WHAT IS BEING ASKED:
Rescale the stretch of entries from the line containing "the player's leg" through the line containing "point(5, 55)": write out every line again, keeping the request lines unchanged, and multiply each x and y coordinate in the answers by 1.9, rounding to whole numbers with halves going up. Return only those lines.

Some records:
++++++++

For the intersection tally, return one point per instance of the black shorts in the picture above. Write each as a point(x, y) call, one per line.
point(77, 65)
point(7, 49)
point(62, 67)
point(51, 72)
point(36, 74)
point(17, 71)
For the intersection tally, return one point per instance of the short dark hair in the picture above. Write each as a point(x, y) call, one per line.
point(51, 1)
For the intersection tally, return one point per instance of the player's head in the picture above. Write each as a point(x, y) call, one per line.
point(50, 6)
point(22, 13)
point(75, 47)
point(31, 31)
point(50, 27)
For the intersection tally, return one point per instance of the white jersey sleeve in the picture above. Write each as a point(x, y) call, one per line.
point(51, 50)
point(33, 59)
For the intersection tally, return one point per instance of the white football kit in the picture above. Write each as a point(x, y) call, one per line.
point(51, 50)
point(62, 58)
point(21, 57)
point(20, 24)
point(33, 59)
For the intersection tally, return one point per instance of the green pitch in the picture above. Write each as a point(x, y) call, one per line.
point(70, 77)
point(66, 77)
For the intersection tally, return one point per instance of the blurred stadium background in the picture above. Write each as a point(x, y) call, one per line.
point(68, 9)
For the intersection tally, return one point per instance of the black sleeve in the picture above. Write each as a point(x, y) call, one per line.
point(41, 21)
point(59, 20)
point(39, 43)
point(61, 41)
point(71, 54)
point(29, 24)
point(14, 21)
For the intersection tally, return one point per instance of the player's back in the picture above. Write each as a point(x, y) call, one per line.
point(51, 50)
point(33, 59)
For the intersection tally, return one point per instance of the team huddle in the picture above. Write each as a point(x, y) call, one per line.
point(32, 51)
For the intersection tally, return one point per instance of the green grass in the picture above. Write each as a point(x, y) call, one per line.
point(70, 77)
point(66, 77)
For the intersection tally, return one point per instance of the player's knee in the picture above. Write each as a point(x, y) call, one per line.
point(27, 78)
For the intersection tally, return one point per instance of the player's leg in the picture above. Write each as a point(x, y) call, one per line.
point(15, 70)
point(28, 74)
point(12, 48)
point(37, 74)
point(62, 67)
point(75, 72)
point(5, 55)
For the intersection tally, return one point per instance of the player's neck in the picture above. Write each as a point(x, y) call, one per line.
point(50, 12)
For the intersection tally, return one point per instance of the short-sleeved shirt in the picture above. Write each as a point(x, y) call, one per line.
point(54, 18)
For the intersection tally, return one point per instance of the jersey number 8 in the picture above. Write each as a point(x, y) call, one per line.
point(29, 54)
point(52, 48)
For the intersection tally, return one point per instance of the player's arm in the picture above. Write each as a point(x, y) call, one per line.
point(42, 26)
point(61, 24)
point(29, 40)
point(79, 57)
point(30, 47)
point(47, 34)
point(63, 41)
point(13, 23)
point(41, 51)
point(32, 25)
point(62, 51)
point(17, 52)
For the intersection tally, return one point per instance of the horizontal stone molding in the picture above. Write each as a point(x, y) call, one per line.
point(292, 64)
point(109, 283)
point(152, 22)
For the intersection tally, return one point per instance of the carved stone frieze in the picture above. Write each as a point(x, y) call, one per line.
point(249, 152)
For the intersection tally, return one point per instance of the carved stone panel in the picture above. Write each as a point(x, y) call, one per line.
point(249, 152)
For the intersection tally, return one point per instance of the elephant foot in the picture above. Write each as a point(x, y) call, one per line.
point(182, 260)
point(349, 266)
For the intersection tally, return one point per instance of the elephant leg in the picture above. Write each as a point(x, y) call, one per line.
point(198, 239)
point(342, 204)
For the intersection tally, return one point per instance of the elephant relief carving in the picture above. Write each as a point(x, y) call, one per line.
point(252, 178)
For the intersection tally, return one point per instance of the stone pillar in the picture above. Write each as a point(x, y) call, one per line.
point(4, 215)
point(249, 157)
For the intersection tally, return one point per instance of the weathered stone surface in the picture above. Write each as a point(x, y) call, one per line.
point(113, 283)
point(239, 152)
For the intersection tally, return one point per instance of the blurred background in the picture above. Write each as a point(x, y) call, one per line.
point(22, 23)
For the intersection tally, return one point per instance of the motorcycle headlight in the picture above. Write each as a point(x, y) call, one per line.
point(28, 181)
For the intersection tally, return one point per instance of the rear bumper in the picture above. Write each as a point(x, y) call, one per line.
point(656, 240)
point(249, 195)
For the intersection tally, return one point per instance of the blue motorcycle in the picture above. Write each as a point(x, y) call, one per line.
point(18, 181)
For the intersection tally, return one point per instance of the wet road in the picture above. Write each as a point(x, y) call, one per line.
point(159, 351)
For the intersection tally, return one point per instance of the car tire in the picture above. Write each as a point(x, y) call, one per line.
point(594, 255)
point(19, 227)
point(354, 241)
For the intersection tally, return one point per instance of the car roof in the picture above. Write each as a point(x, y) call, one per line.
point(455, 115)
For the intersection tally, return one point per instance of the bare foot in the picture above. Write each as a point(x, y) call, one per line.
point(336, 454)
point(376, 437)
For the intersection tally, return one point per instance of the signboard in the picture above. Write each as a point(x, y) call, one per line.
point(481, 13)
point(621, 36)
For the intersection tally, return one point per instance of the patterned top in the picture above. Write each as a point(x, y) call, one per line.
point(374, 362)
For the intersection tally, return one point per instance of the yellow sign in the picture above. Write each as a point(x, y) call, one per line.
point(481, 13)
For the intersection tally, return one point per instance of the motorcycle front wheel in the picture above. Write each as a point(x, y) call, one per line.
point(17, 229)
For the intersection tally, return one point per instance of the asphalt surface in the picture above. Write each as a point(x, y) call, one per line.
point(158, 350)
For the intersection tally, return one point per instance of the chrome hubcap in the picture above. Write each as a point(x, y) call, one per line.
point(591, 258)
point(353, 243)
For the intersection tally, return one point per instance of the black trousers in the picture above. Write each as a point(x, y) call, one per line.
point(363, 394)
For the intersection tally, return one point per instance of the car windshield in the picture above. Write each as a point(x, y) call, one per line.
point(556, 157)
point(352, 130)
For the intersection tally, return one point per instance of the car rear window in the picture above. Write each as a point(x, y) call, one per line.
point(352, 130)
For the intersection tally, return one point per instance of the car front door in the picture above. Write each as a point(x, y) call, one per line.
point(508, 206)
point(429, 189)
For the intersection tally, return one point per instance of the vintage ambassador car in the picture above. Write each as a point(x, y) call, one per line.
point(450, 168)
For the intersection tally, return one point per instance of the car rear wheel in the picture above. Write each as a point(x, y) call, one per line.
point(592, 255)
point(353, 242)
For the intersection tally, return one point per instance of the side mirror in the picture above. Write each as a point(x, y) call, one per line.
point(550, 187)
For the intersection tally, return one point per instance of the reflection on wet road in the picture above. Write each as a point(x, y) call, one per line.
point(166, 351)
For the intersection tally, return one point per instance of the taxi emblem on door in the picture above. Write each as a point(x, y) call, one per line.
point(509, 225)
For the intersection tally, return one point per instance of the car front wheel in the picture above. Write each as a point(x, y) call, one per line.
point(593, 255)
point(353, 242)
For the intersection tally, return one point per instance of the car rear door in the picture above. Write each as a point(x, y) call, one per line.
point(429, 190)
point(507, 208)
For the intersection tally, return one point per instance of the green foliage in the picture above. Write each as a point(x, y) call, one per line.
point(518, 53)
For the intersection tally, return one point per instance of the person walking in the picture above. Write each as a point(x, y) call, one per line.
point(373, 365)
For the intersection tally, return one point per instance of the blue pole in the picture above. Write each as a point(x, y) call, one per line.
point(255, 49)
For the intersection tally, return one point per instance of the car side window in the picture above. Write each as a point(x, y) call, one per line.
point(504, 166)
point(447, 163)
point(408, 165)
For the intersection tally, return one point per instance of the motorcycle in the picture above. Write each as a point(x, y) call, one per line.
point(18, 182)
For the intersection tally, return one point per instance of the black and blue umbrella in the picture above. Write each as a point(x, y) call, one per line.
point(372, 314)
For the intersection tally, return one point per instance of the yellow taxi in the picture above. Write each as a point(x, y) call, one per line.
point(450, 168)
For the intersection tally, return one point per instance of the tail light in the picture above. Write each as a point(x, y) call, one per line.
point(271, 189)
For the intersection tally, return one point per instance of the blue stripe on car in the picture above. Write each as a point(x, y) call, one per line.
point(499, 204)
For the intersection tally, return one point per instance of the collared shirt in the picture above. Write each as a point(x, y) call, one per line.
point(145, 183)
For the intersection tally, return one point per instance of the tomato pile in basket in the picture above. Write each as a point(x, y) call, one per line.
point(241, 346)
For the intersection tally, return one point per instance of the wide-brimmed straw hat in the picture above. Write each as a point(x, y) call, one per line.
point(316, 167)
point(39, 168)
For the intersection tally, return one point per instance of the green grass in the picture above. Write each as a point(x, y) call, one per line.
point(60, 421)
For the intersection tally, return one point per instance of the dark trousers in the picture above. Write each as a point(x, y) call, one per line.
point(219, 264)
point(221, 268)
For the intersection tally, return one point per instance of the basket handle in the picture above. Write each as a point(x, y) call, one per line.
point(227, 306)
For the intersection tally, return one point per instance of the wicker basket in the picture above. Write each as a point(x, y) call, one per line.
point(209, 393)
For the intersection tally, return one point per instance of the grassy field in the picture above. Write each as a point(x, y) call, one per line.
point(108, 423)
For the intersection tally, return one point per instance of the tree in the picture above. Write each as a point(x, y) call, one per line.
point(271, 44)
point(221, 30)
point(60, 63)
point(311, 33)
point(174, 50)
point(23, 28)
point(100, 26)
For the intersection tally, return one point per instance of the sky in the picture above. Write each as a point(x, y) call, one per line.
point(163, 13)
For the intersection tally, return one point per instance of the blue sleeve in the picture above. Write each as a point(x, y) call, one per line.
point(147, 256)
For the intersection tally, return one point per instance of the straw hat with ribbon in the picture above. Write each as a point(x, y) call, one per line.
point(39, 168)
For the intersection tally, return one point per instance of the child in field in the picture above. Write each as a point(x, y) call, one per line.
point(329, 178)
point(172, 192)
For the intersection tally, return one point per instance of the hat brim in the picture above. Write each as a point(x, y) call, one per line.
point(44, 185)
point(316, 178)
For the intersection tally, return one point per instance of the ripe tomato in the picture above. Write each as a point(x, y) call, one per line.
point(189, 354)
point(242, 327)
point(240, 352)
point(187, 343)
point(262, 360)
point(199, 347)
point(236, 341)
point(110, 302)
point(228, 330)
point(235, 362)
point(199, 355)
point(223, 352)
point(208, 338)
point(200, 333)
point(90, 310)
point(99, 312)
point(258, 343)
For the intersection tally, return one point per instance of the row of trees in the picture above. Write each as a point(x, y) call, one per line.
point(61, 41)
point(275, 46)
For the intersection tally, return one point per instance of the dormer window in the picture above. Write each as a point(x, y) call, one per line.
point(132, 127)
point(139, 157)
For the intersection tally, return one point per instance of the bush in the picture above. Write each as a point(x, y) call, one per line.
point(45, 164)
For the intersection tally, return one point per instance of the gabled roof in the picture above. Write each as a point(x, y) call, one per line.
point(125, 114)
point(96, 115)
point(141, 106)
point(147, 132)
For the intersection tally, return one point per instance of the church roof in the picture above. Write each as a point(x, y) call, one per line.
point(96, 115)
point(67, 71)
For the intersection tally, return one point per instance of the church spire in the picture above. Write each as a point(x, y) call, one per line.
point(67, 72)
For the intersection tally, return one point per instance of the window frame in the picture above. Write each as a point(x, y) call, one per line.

++++++++

ANSWER:
For the intersection tally, return one point per instance of the player's leg in the picture above. Write each as a point(x, y) call, one per line.
point(29, 133)
point(53, 141)
point(23, 91)
point(70, 141)
point(118, 127)
point(143, 137)
point(10, 105)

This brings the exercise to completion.